Work instructions
Can you render all of the material below as a Markdown table with two columns, Row and Text, giving each line its own numbered row and skipping blank lines? Leave the pictures out of the table.

--

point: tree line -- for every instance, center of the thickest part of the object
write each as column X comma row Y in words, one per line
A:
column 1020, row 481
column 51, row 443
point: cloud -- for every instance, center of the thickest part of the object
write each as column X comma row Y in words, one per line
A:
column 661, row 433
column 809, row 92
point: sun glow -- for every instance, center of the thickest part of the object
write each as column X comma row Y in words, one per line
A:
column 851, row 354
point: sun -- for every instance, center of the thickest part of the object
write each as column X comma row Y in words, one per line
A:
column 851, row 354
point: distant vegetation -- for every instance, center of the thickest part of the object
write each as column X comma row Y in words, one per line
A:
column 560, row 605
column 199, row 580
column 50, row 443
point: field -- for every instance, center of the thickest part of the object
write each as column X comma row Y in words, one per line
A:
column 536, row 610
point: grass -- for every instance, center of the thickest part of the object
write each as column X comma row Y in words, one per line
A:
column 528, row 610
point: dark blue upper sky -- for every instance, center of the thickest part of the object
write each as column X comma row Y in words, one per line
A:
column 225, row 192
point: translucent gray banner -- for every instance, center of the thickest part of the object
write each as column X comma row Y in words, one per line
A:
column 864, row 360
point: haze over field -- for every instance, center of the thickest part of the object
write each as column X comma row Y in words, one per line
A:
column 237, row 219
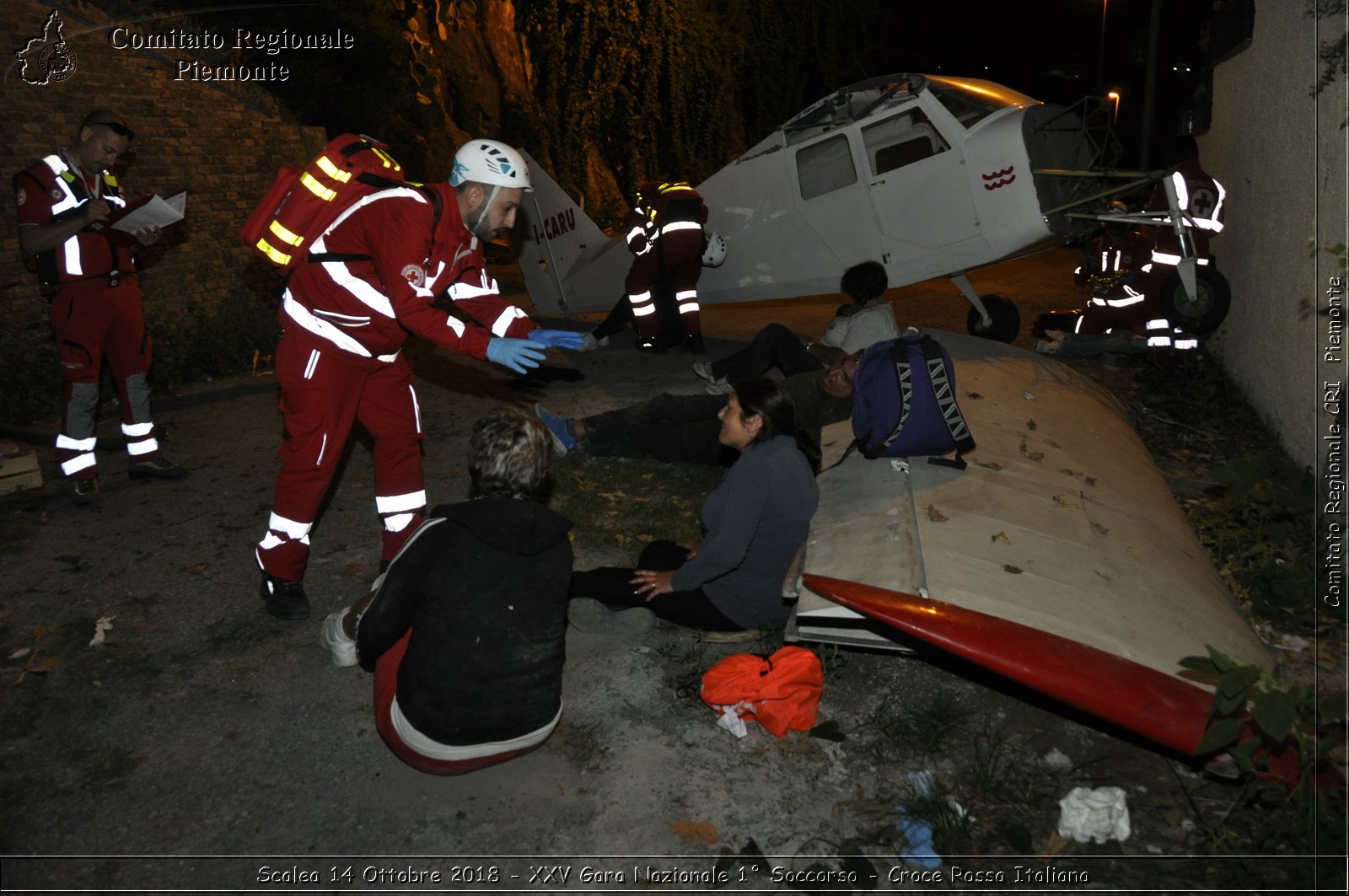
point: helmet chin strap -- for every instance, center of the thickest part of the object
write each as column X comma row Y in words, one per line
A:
column 482, row 209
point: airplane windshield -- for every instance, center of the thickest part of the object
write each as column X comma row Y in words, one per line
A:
column 971, row 101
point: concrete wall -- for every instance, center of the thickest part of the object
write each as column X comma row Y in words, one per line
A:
column 220, row 142
column 1281, row 153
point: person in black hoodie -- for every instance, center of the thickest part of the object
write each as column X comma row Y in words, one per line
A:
column 465, row 630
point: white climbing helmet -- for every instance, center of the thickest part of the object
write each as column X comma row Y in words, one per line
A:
column 715, row 251
column 490, row 162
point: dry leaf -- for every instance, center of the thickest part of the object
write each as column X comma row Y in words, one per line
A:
column 695, row 831
column 1056, row 845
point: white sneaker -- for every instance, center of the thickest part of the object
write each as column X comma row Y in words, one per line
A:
column 719, row 388
column 334, row 639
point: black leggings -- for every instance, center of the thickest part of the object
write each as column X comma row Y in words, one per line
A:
column 690, row 609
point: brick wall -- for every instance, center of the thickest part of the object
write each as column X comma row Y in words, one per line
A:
column 220, row 143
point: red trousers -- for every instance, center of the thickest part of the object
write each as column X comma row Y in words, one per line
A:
column 94, row 320
column 324, row 390
column 386, row 687
column 680, row 255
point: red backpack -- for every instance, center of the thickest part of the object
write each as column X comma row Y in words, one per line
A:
column 782, row 693
column 303, row 202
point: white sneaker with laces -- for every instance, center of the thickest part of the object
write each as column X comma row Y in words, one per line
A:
column 334, row 639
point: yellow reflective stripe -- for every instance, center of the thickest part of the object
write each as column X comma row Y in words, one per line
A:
column 277, row 256
column 287, row 236
column 389, row 159
column 316, row 188
column 332, row 170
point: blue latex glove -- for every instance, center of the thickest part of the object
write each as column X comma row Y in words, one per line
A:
column 557, row 338
column 517, row 354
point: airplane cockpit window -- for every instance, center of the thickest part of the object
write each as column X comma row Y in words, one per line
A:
column 968, row 103
column 901, row 139
column 826, row 166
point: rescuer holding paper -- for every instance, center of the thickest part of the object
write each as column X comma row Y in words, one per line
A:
column 62, row 204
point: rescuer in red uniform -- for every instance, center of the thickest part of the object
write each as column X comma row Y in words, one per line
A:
column 96, row 312
column 665, row 236
column 346, row 314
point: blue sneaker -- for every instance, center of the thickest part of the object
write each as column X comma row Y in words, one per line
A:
column 563, row 439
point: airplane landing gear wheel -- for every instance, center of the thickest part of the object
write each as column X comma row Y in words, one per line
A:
column 1007, row 319
column 1204, row 314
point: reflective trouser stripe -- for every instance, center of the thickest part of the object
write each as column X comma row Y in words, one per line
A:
column 400, row 503
column 642, row 304
column 141, row 439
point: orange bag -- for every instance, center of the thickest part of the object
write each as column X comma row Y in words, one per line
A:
column 782, row 693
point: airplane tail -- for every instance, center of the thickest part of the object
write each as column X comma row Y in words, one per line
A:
column 557, row 246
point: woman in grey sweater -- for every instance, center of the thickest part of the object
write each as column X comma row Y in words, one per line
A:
column 755, row 523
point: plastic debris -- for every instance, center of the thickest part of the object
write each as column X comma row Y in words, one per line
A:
column 100, row 629
column 1099, row 815
column 1054, row 759
column 917, row 834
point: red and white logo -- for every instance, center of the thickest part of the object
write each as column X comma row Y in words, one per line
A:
column 415, row 274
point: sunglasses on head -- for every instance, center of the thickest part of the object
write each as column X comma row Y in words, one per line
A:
column 116, row 127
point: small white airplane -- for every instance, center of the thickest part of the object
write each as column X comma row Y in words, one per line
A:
column 930, row 175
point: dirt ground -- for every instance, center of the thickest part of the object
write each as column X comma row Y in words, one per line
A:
column 208, row 745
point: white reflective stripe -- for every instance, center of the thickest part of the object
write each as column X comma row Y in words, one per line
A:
column 398, row 521
column 400, row 503
column 78, row 444
column 76, row 464
column 506, row 319
column 298, row 314
column 137, row 448
column 289, row 527
column 362, row 289
column 1182, row 189
column 71, row 251
column 460, row 292
column 271, row 540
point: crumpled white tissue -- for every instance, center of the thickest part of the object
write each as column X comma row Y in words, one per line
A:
column 1094, row 814
column 732, row 721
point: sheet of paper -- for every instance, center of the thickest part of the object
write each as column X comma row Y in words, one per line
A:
column 157, row 212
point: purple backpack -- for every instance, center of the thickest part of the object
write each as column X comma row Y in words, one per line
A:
column 904, row 401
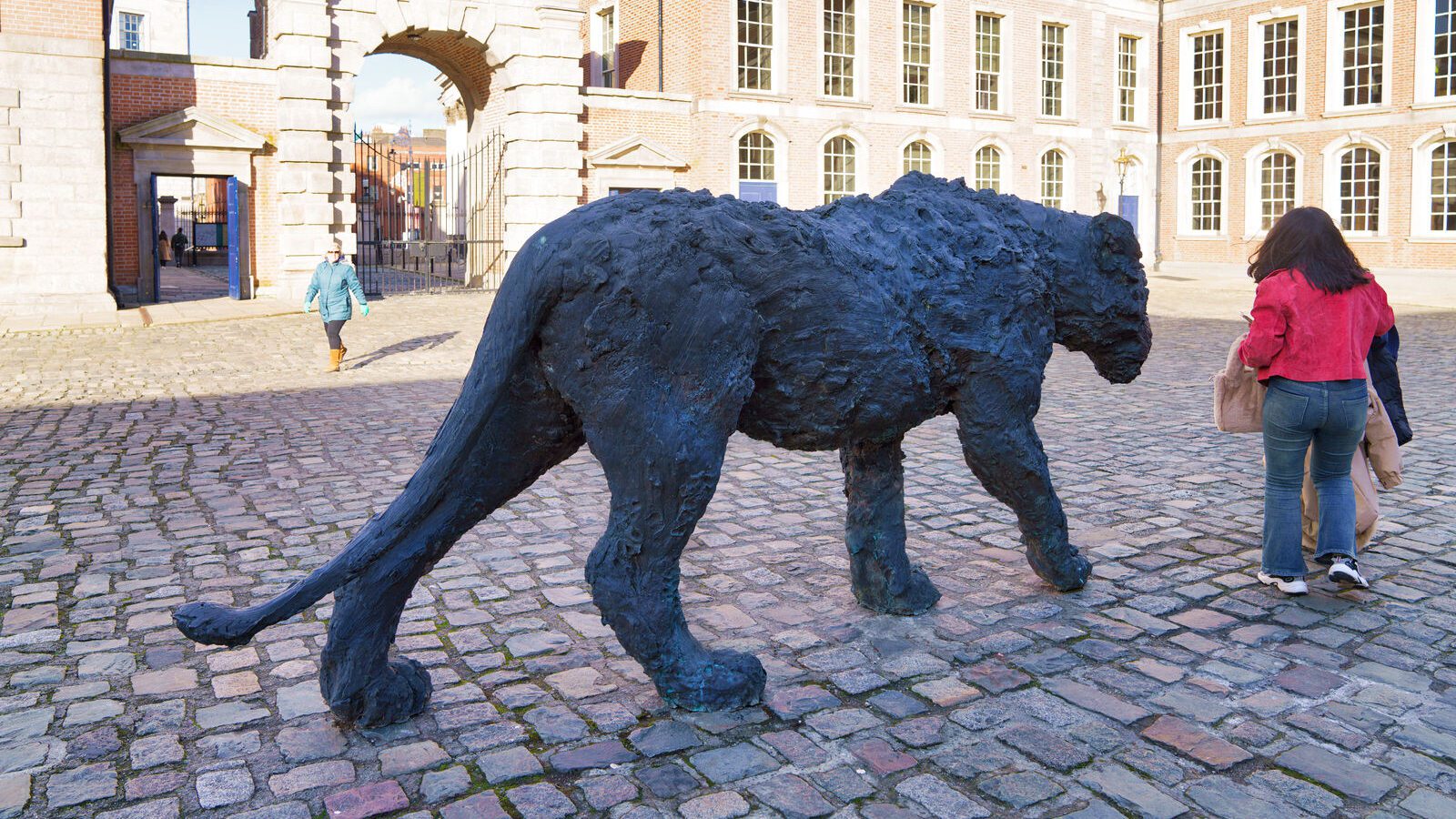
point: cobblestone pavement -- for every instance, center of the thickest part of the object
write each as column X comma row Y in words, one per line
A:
column 143, row 468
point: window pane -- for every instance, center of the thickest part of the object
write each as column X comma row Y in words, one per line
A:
column 839, row 47
column 756, row 44
column 1365, row 56
column 917, row 157
column 1208, row 194
column 987, row 169
column 1276, row 187
column 1208, row 76
column 1053, row 67
column 987, row 63
column 756, row 157
column 1126, row 79
column 1280, row 67
column 839, row 169
column 916, row 53
column 1360, row 189
column 1053, row 187
column 1443, row 187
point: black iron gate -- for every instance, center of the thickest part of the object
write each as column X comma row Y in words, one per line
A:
column 427, row 220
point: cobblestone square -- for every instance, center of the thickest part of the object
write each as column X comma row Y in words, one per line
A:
column 145, row 468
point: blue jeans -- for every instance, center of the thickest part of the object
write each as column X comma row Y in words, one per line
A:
column 1330, row 416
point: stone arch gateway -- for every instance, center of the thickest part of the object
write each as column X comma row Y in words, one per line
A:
column 516, row 66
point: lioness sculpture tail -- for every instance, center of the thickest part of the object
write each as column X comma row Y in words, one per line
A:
column 654, row 325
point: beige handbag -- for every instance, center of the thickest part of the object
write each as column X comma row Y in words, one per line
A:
column 1238, row 397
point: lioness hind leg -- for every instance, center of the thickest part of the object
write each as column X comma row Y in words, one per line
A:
column 881, row 573
column 528, row 435
column 1002, row 448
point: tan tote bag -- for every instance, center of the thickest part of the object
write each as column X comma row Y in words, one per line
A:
column 1238, row 397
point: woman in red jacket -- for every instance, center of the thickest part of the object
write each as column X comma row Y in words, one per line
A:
column 1315, row 314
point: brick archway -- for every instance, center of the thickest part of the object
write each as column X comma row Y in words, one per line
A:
column 516, row 66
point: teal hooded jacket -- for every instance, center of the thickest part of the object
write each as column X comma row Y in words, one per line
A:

--

Solution to the exercise
| Row | Text |
|---|---|
| 1 | point: tree line -- for every instance, center of the thickest part of the object |
| 2 | write each as column X comma row Y in words, one per line |
| 3 | A: |
| 4 | column 1020, row 481 |
| 5 | column 51, row 443 |
| 6 | point: cloud -- for every instance, center of the thickest part of the object |
| 7 | write each as column X comma row Y in words, one per line |
| 8 | A: |
| 9 | column 661, row 433 |
| 10 | column 809, row 92 |
| 11 | point: sun glow -- for every instance, center of the thickest part of the object |
| 12 | write each as column X comma row Y in words, one per line |
| 13 | A: |
| 14 | column 851, row 354 |
| 15 | point: sun -- for every instance, center of the thickest part of the object |
| 16 | write each as column X comma row Y in words, one per line |
| 17 | A: |
| 18 | column 851, row 354 |
| 19 | point: distant vegetation -- for every instance, center of the thickest part of the object |
| 20 | write each as column X comma row Y in words, one per line |
| 21 | A: |
| 22 | column 560, row 605 |
| 23 | column 199, row 580 |
| 24 | column 50, row 443 |
| 25 | point: field -- for every instance, center of the thickest part of the object |
| 26 | write each as column X comma row Y in words, one per line |
| 27 | A: |
| 28 | column 536, row 610 |
| 29 | point: grass -- for every instance, center of the thickest part of the object |
| 30 | write each as column X comma row Y in words, one per line |
| 31 | A: |
| 32 | column 528, row 610 |
| 33 | point: dark blue upper sky -- for every instance, center of the thickest part of the object |
| 34 | write each as column X comma row Y in words, one per line |
| 35 | A: |
| 36 | column 225, row 192 |
| 37 | point: translucent gray banner -- for every instance, center of the thickest part of the object |
| 38 | write each as column X comma row Y in words, one per line |
| 39 | A: |
| 40 | column 864, row 360 |
| 41 | point: haze over field -- for every instance, center of the thickest part of the object |
| 42 | write each as column X comma row Y in words, one per line |
| 43 | A: |
| 44 | column 237, row 219 |
| 45 | point: helmet chin strap -- for every instance, center of the thickest part of the object |
| 46 | write each as column X comma row Y in words, one per line |
| 47 | A: |
| 48 | column 482, row 209 |
| 49 | point: airplane windshield -- for every instance, center of the thickest part of the object |
| 50 | write each as column X comma row Y in words, one per line |
| 51 | A: |
| 52 | column 971, row 101 |
| 53 | point: concrete wall -- for every instance, center of the thickest part of the object |
| 54 | write each as column X comma row Y in words, one per line |
| 55 | A: |
| 56 | column 220, row 142 |
| 57 | column 1281, row 153 |
| 58 | point: person in black hoodie -- for every instance, center of the thickest part of the object |
| 59 | write each as column X comma row Y in words, one per line |
| 60 | A: |
| 61 | column 465, row 630 |
| 62 | point: white climbing helmet -- for every instance, center of the thickest part of the object |
| 63 | write each as column X comma row Y in words, one per line |
| 64 | A: |
| 65 | column 715, row 251 |
| 66 | column 490, row 162 |
| 67 | point: dry leaf -- for every instance, center of the thickest part of the object |
| 68 | write each as column X comma row Y in words, one per line |
| 69 | A: |
| 70 | column 695, row 831 |
| 71 | column 1056, row 845 |
| 72 | point: white sneaker -- for every instance, center of the thickest part of the object |
| 73 | write each as column X comma row Y in words, one per line |
| 74 | A: |
| 75 | column 719, row 388 |
| 76 | column 334, row 639 |
| 77 | point: black leggings -- for every instance, center of the thickest part of the object |
| 78 | write each as column X comma row Y in words, one per line |
| 79 | A: |
| 80 | column 690, row 609 |
| 81 | point: brick wall -- for every instance, center of the thickest part of the object |
| 82 | write each as column X comma row Y in words, one per line |
| 83 | A: |
| 84 | column 220, row 143 |
| 85 | point: red trousers -- for every instance, center of the thickest part of the object |
| 86 | write each as column X comma row Y in words, one per line |
| 87 | A: |
| 88 | column 94, row 320 |
| 89 | column 324, row 390 |
| 90 | column 386, row 687 |
| 91 | column 680, row 255 |
| 92 | point: red backpack -- for every instance, center of the thickest part of the object |
| 93 | write each as column X comma row Y in words, one per line |
| 94 | A: |
| 95 | column 782, row 693 |
| 96 | column 303, row 202 |
| 97 | point: white sneaker with laces -- for every instance, center of the thickest part of the object |
| 98 | write each as column X comma row Y in words, one per line |
| 99 | A: |
| 100 | column 334, row 639 |
| 101 | point: yellow reflective stripe -- for every instance, center of the thickest part of the object |
| 102 | write each as column X comma row Y in words, one per line |
| 103 | A: |
| 104 | column 277, row 256 |
| 105 | column 287, row 236 |
| 106 | column 389, row 159 |
| 107 | column 316, row 188 |
| 108 | column 332, row 170 |
| 109 | point: blue latex glove -- for every instance, center of the thickest part of the object |
| 110 | write each as column X comma row Y in words, one per line |
| 111 | A: |
| 112 | column 557, row 338 |
| 113 | column 517, row 354 |
| 114 | point: airplane cockpit window -- for every instance, center of the thickest part of the object |
| 115 | write each as column X comma row Y in words, one per line |
| 116 | A: |
| 117 | column 968, row 103 |
| 118 | column 901, row 139 |
| 119 | column 826, row 166 |
| 120 | point: rescuer holding paper -- for every instance, center of the thickest part of the object |
| 121 | write each as column X comma row Y in words, one per line |
| 122 | A: |
| 123 | column 62, row 204 |
| 124 | point: rescuer in red uniform -- for every instance, center of the thickest part of the object |
| 125 | write each as column X comma row Y in words, one per line |
| 126 | A: |
| 127 | column 96, row 312 |
| 128 | column 665, row 236 |
| 129 | column 346, row 314 |
| 130 | point: blue sneaker -- for every instance, center of the thickest part of the object |
| 131 | write each as column X comma row Y in words, one per line |
| 132 | A: |
| 133 | column 563, row 439 |
| 134 | point: airplane landing gear wheel -- for every instance, center of the thickest part of the object |
| 135 | write each as column X comma row Y in words, one per line |
| 136 | A: |
| 137 | column 1007, row 319 |
| 138 | column 1204, row 314 |
| 139 | point: reflective trouser stripe -- for every instance, center of the thickest part of the object |
| 140 | write each as column X comma row Y in words, one per line |
| 141 | A: |
| 142 | column 400, row 503 |
| 143 | column 642, row 304 |
| 144 | column 141, row 439 |
| 145 | point: orange bag -- for every instance, center of the thickest part of the object |
| 146 | write each as column X comma row Y in words, one per line |
| 147 | A: |
| 148 | column 782, row 693 |
| 149 | point: airplane tail -- for every instance, center of the thickest part of the object |
| 150 | write each as column X comma row Y in words, one per line |
| 151 | A: |
| 152 | column 557, row 246 |
| 153 | point: woman in grey sweater -- for every instance, center of the thickest part of the object |
| 154 | write each as column X comma row Y in words, one per line |
| 155 | A: |
| 156 | column 755, row 523 |
| 157 | point: plastic debris -- for every instance, center of the thickest part of the object |
| 158 | write each as column X comma row Y in words, one per line |
| 159 | A: |
| 160 | column 100, row 629 |
| 161 | column 1099, row 815 |
| 162 | column 1054, row 759 |
| 163 | column 917, row 834 |
| 164 | point: red and white logo -- for every instance, center of the thickest part of the object |
| 165 | write each as column X comma row Y in words, one per line |
| 166 | A: |
| 167 | column 415, row 274 |
| 168 | point: sunglasses on head -- for every instance, center of the thickest part of the object |
| 169 | write each as column X comma row Y in words, one per line |
| 170 | A: |
| 171 | column 116, row 127 |
| 172 | point: small white airplane -- for every instance, center of the thickest part of the object |
| 173 | write each as column X comma row Y in words, one per line |
| 174 | A: |
| 175 | column 930, row 175 |
| 176 | point: dirt ground -- for every instance, center of the thickest part of the object |
| 177 | write each as column X comma row Y in words, one per line |
| 178 | A: |
| 179 | column 208, row 745 |
| 180 | point: white reflective stripe -- for every instance, center of the thickest part of the object |
| 181 | write each as column X comma row Y in words, one per line |
| 182 | A: |
| 183 | column 398, row 521 |
| 184 | column 400, row 503 |
| 185 | column 78, row 444 |
| 186 | column 76, row 464 |
| 187 | column 506, row 319 |
| 188 | column 298, row 314 |
| 189 | column 137, row 448 |
| 190 | column 289, row 527 |
| 191 | column 362, row 289 |
| 192 | column 1182, row 189 |
| 193 | column 71, row 251 |
| 194 | column 460, row 292 |
| 195 | column 271, row 540 |
| 196 | point: crumpled white tissue -- for every instance, center of the thickest part of the object |
| 197 | write each as column X comma row Y in words, one per line |
| 198 | A: |
| 199 | column 1094, row 814 |
| 200 | column 732, row 721 |
| 201 | point: sheet of paper -- for every instance, center of the thickest part of the object |
| 202 | write each as column X comma row Y in words, one per line |
| 203 | A: |
| 204 | column 157, row 212 |
| 205 | point: purple backpack -- for every instance, center of the thickest part of the object |
| 206 | write each as column X comma row Y in words, one per line |
| 207 | A: |
| 208 | column 904, row 401 |
| 209 | point: cobblestone pavement -- for every instance, center of the thickest part of the object |
| 210 | write each as column X comma row Y in words, one per line |
| 211 | A: |
| 212 | column 143, row 468 |
| 213 | point: window pane -- for every instance, center of the thickest part of the object |
| 214 | write each as column X comma row Y in words, one per line |
| 215 | A: |
| 216 | column 839, row 47 |
| 217 | column 756, row 44 |
| 218 | column 1365, row 56 |
| 219 | column 917, row 157 |
| 220 | column 1208, row 194 |
| 221 | column 987, row 169 |
| 222 | column 1276, row 187 |
| 223 | column 1208, row 76 |
| 224 | column 1053, row 67 |
| 225 | column 987, row 63 |
| 226 | column 756, row 157 |
| 227 | column 1126, row 79 |
| 228 | column 1280, row 67 |
| 229 | column 839, row 169 |
| 230 | column 916, row 53 |
| 231 | column 1360, row 189 |
| 232 | column 1053, row 187 |
| 233 | column 1443, row 187 |
| 234 | point: black iron gate -- for every instance, center of the thickest part of the object |
| 235 | write each as column X comma row Y in words, one per line |
| 236 | A: |
| 237 | column 427, row 220 |
| 238 | point: cobblestone square -- for every instance, center of the thickest part of the object |
| 239 | write each as column X comma row Y in words, one per line |
| 240 | A: |
| 241 | column 145, row 468 |
| 242 | point: blue jeans -- for every instance, center of the thickest part of the object |
| 243 | write each as column X comma row Y in words, one per line |
| 244 | A: |
| 245 | column 1330, row 416 |
| 246 | point: stone arch gateway -- for every instance, center of the thickest part of the object |
| 247 | write each as column X comma row Y in words, one per line |
| 248 | A: |
| 249 | column 516, row 66 |
| 250 | point: lioness sculpture tail -- for every instance, center of the thickest part of the object |
| 251 | write each as column X comma row Y in words, one per line |
| 252 | A: |
| 253 | column 654, row 325 |
| 254 | point: beige handbag -- for every instance, center of the thickest part of the object |
| 255 | write each as column X comma row Y in words, one per line |
| 256 | A: |
| 257 | column 1238, row 397 |
| 258 | point: lioness hind leg -- for every instance, center of the thickest part of the object |
| 259 | write each as column X comma row Y in words, one per line |
| 260 | A: |
| 261 | column 881, row 573 |
| 262 | column 528, row 435 |
| 263 | column 1002, row 448 |
| 264 | point: tan tote bag -- for every instance, center of the thickest part of the object |
| 265 | write each as column X comma row Y in words, one per line |
| 266 | A: |
| 267 | column 1238, row 397 |
| 268 | point: woman in red jacket -- for every instance, center of the thickest part of the object |
| 269 | write each as column X comma row Y in words, one per line |
| 270 | A: |
| 271 | column 1315, row 314 |
| 272 | point: brick archway -- for every instance, center of the thickest part of the object |
| 273 | write each as column X comma row Y in words, one per line |
| 274 | A: |
| 275 | column 516, row 66 |
| 276 | point: teal hooded jacket -- for every instance, center of the thickest part of the object |
| 277 | write each as column X comma row Y in words, one per line |
| 278 | A: |